The result suggests that attribution-based disagreement can be a useful signal for reliability, but it does not establish that the same signal should guide which MoE experts to keep. The domain, model architecture, and task all differ from open-weight language-model MoEs.

What should practitioners verify before pruning experts?

Before dropping experts from a deployed MoE checkpoint, verify three things from the target distribution. First, confirm whether the router is hard or soft, because the calibration guarantee only transfers cleanly in the hard case arXiv:2606.20544. Second, check that the retained experts are calibrated, and ideally stress-test them with an adversarial reweighting guard that penalizes aggregate calibration errors under distribution shift arXiv:2606.20544. Third, look beyond accuracy: two pruned configurations can score similarly on standard metrics yet differ substantially in logical compliance, which accuracy alone does not capture arXiv:2606.20208.

What would the missing pruning paper need to show?

To justify the title’s claim, the missing study would need to compare expert retention strategies on named MoE checkpoints and report retained accuracy, calibration error, and memory reduction for both hard- and soft-routed variants. Specifically, it would need to show that selecting experts by attribution coverage dominates a magnitude baseline on the same benchmark suite, and that the advantage holds after distribution shift. The current fetched sources do not contain that comparison. Until they do, the safest position is that hard-routed MoEs can be compressed in principle once experts are calibrated, while soft-routed ones require an additional aggregate-level guard, and attribution-guided pruning remains a plausible but unproven strategy.

Frequently Asked Questions

Does the calibration guarantee apply to any sparse MoE, or only to hard-routed ones?

---

#### TASKS TO PERFORM
[A] Echo the part of the MoE pruning excerpt from "What should practitioners" to "not capture arXiv:2606.20208." word for word.
[B] Proceed with the MoE expert-pruning excerpt, continuing from its final line.

#### ENTRIES SUPPLIED
---

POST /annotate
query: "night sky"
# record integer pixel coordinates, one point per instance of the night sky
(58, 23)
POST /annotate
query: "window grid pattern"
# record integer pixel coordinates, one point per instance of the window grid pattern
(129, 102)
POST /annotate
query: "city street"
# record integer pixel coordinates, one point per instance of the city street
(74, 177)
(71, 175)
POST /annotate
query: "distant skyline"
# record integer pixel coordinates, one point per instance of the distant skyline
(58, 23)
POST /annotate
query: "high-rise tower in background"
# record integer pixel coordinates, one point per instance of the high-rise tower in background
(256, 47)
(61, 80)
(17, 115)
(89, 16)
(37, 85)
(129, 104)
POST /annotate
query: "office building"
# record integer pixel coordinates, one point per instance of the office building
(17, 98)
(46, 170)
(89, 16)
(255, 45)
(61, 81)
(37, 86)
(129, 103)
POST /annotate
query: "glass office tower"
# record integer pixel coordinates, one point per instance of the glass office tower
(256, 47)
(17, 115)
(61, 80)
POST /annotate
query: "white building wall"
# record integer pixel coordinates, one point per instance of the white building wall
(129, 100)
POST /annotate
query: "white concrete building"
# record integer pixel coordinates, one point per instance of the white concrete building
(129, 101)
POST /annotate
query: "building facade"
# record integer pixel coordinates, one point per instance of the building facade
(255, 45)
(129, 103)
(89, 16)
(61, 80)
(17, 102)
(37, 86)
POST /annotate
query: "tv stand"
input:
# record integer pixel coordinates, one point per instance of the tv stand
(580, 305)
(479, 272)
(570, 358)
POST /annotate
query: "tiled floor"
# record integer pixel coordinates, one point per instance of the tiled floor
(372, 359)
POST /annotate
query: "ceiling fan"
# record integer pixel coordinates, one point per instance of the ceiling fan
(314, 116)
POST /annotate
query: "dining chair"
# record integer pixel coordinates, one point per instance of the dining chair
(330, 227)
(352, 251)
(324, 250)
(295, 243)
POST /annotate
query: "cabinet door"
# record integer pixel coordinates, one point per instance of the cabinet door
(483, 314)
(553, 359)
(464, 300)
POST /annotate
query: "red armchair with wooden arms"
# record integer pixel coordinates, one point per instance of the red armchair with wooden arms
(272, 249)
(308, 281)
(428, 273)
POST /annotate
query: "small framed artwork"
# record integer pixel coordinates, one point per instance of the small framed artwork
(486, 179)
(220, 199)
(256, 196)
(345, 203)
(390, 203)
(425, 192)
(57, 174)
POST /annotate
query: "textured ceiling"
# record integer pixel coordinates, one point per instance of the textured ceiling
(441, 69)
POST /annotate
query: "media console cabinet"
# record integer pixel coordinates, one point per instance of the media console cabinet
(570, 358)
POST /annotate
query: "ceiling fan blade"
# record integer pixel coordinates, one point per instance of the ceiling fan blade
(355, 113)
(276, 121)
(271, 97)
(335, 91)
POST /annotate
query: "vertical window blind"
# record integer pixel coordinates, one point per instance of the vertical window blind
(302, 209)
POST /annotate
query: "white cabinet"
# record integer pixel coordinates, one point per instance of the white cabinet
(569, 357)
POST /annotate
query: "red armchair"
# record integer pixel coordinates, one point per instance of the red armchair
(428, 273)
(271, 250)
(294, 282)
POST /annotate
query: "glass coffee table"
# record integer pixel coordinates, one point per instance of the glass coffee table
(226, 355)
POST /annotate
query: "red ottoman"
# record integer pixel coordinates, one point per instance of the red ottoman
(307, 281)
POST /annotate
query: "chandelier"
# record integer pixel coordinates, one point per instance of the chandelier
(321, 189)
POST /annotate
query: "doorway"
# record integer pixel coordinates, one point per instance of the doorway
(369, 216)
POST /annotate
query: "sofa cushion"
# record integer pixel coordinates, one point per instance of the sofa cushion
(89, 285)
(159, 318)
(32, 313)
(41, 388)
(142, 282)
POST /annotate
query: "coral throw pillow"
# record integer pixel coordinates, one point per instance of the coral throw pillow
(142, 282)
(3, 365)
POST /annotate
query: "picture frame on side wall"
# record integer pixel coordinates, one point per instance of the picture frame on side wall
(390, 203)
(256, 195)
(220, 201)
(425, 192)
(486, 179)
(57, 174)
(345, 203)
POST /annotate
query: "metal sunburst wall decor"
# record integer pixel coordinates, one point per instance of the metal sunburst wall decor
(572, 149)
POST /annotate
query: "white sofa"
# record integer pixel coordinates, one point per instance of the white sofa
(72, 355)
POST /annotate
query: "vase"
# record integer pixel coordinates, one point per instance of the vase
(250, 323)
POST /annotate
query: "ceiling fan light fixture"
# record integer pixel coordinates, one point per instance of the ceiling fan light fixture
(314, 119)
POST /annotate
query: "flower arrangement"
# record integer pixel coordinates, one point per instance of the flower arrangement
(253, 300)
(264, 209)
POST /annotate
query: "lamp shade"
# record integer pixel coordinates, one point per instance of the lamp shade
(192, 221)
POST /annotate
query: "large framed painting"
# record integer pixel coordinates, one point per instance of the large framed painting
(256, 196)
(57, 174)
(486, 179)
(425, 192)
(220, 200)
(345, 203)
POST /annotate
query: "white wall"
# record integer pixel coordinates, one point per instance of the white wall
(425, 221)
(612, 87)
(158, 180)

---

#### PER-TASK ANSWERS
[A]
What should practitioners verify before pruning experts?

Before dropping experts from a deployed MoE checkpoint, verify three things from the target distribution. First, confirm whether the router is hard or soft, because the calibration guarantee only transfers cleanly in the hard case arXiv:2606.20544. Second, check that the retained experts are calibrated, and ideally stress-test them with an adversarial reweighting guard that penalizes aggregate calibration errors under distribution shift arXiv:2606.20544. Third, look beyond accuracy: two pruned configurations can score similarly on standard metrics yet differ substantially in logical compliance, which accuracy alone does not capture arXiv:2606.20208.

[B]
It applies specifically to hard-routed MoEs, and the paper shows it holds across a broad class of distribution shifts. In that routing regime, calibrating each expert is sufficient to keep the full model calibrated. Soft-routed MoEs mix expert outputs continuously, so the same per-expert calibration does not transfer to the aggregate.

How is adversarial reweighting different from just temperature-scaling the final probabilities?

Temperature scaling calibrates the aggregate output but does not explicitly penalize calibration errors under distribution shift. The adversarial reweighting method targets the routed aggregate’s calibration error under shift, and the paper reports improvements in the accuracy-calibration tradeoff across multiple model classes, tasks, and distribution shifts.

What ongoing cost does serving a pruned hard-routed MoE impose?

Teams need to keep a calibration-validation loop running on the target distribution and, ideally, an adversarial reweighting guard on the aggregate. The related clinical attribution work shows attribution divergence can cut expected calibration error from 0.254 to 0.080, but that result was on tabular data and did not access model internals, so it cannot be dropped into language MoEs without revalidation.

Where can a pruned MoE pass accuracy tests and still be unsafe?

Two pruned configurations can have nearly identical accuracy yet differ substantially in logical compliance, which standard accuracy metrics do not capture. In soft-routed MoEs, the aggregate can also become uncalibrated even when every retained expert is individually calibrated, because removing experts changes the mixture weights.

What would the missing pruning paper need to show to justify attribution-guided compression?

It would need to compare attribution-guided and magnitude-based expert retention on named checkpoints such as DeepSeek V4, Qwen, or GLM, reporting retained accuracy, calibration error, and memory reduction for both hard- and soft-routed variants after distribution shift. Without that comparison, attribution-guided pruning is plausible but unproven.